Part of a data file:
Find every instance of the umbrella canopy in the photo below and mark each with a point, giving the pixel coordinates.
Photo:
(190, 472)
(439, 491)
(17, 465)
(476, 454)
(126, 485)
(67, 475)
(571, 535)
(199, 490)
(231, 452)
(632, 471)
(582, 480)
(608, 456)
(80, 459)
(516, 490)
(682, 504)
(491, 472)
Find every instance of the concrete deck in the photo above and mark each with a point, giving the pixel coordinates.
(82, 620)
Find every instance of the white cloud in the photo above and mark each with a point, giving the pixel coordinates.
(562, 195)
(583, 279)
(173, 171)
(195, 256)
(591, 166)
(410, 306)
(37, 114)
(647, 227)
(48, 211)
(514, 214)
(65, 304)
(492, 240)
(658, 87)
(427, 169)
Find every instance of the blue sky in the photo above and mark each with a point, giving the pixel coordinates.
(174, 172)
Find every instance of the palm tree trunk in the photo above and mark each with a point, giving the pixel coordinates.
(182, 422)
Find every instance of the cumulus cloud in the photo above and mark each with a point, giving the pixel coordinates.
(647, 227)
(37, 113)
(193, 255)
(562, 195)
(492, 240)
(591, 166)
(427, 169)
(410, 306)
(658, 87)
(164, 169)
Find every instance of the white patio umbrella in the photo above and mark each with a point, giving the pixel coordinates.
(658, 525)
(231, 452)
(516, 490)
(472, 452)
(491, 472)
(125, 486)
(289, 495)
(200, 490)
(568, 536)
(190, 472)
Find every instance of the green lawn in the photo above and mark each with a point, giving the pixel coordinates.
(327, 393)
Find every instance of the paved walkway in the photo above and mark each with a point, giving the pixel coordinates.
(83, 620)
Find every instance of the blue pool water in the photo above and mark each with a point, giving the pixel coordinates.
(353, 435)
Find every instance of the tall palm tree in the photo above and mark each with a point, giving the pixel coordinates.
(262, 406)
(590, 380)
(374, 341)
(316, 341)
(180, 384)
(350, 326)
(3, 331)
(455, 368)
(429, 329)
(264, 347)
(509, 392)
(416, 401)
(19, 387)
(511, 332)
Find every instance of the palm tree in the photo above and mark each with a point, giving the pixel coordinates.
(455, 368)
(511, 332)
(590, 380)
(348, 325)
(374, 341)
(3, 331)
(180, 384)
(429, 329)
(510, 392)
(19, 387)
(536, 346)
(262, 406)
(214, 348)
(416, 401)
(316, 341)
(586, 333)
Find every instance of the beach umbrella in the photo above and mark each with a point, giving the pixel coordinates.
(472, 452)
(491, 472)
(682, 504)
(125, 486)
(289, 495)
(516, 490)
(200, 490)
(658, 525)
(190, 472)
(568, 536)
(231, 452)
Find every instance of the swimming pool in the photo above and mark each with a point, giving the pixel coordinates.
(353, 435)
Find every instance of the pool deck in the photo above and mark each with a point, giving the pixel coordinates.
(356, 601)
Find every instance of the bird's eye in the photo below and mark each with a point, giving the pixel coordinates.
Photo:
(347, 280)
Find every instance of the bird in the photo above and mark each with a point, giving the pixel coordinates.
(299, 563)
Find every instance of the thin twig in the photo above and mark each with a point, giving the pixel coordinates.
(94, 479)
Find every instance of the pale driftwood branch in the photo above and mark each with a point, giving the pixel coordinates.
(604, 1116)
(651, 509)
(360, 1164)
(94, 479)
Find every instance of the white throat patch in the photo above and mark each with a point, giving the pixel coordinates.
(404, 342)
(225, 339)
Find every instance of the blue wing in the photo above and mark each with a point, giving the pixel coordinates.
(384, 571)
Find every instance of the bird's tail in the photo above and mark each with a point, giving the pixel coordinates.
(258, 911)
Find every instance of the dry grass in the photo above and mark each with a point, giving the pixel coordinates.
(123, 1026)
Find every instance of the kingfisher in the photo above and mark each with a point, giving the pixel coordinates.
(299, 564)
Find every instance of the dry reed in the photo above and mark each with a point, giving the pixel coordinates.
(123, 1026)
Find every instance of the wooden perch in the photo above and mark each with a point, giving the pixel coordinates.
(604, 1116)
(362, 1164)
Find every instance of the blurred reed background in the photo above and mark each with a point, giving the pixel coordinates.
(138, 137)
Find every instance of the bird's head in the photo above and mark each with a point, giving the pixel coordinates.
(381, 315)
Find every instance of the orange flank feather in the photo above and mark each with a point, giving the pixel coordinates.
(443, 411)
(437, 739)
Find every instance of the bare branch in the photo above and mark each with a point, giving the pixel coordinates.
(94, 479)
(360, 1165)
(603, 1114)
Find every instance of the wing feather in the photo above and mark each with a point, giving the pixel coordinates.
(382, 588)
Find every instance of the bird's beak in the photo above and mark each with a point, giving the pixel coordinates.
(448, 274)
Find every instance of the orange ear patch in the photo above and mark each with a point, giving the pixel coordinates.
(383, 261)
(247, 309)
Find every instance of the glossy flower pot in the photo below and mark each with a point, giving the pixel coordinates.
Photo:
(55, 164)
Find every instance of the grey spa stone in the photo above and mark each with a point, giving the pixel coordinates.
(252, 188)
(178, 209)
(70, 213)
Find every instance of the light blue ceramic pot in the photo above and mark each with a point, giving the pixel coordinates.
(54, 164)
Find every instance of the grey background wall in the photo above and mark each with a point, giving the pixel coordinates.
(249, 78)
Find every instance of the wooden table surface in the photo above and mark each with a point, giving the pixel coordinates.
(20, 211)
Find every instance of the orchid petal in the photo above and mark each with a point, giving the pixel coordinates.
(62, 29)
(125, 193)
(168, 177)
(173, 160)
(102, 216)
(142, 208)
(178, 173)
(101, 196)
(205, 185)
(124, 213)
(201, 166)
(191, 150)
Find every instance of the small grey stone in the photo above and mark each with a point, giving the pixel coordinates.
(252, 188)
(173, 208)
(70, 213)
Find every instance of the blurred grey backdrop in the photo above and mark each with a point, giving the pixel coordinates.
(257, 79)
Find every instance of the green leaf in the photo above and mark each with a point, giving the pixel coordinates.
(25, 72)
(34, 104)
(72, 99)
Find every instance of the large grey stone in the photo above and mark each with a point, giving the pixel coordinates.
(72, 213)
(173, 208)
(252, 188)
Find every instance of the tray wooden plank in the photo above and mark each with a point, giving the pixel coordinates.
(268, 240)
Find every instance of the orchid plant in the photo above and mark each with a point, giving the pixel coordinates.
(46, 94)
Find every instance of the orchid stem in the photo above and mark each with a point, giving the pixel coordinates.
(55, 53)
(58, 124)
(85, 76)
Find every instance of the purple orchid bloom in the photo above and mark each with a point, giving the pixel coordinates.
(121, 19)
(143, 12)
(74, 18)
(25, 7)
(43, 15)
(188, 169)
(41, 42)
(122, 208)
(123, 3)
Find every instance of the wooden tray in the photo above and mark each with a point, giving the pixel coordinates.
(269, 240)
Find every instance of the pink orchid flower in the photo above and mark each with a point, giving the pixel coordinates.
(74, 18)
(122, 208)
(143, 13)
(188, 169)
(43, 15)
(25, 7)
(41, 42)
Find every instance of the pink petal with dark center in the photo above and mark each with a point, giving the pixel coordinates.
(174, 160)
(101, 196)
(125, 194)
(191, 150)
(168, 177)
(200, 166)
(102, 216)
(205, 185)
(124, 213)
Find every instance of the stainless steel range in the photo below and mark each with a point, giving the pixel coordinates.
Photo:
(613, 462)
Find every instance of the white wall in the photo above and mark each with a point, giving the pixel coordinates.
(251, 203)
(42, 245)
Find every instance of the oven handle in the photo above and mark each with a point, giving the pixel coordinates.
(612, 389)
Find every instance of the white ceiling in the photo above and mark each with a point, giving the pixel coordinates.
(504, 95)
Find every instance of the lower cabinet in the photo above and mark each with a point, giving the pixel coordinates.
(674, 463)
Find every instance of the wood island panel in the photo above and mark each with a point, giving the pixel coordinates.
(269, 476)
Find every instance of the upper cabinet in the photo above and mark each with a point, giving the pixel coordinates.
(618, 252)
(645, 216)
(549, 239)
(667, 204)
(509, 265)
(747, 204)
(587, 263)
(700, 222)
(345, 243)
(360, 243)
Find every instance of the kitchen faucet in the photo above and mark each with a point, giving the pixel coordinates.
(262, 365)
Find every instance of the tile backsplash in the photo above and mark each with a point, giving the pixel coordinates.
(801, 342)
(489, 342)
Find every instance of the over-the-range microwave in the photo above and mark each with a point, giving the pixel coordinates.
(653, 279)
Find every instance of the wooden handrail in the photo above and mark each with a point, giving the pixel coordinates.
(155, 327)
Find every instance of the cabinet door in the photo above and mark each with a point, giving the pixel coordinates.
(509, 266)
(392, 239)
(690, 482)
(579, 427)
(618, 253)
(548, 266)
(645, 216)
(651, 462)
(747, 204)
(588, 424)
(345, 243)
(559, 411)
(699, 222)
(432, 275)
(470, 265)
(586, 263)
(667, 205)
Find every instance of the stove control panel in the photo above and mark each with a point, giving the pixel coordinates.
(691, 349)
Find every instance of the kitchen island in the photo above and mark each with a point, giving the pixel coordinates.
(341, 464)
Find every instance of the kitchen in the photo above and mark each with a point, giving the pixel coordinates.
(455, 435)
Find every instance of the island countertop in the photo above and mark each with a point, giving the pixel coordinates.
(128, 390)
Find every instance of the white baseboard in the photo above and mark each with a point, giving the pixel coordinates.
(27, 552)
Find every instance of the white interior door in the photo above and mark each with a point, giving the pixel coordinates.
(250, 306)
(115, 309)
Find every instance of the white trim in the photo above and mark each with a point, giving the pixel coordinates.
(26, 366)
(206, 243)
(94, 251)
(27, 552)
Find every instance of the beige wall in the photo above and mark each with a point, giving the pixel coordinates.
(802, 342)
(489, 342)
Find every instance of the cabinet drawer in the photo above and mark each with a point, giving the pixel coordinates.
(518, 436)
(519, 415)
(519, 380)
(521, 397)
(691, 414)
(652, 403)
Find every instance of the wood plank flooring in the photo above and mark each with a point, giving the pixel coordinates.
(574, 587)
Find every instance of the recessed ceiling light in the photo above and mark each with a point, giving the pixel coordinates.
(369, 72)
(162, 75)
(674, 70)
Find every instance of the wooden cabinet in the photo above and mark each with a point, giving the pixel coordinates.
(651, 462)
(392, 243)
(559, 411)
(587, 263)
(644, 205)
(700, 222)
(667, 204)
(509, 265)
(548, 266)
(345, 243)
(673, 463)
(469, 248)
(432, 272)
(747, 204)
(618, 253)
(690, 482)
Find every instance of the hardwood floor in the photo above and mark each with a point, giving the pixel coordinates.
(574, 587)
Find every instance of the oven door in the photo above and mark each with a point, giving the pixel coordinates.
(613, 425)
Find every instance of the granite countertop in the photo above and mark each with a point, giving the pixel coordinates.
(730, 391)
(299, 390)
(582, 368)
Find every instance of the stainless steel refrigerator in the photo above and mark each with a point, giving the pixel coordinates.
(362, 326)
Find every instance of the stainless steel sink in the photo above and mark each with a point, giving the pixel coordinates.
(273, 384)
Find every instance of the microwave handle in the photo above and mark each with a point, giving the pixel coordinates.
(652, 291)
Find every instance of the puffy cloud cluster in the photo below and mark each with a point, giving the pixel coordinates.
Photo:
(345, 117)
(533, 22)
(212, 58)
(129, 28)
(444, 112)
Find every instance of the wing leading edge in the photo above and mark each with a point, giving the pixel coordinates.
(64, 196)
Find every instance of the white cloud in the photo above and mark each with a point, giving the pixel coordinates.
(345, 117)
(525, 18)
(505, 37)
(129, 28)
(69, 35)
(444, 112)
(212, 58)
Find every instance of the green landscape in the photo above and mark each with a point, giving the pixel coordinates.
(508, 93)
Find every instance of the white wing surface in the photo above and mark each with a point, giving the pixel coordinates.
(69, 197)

**To do**
Retype the stretch of records above from the line containing "Find every instance of the bird's head" through the line containing "(603, 1114)", both ends included, with no changes.

**Task result**
Find every instance of the bird's head in the photo above and mark each with a point, giving the pixel coordinates.
(381, 315)
Find every instance of the orange flank feather in the photo above and mark each with a point, giving the pixel coordinates.
(443, 411)
(437, 739)
Find every instance of the bare branch in the photo above and mark each with a point, giving the pixel coordinates.
(94, 479)
(360, 1165)
(603, 1114)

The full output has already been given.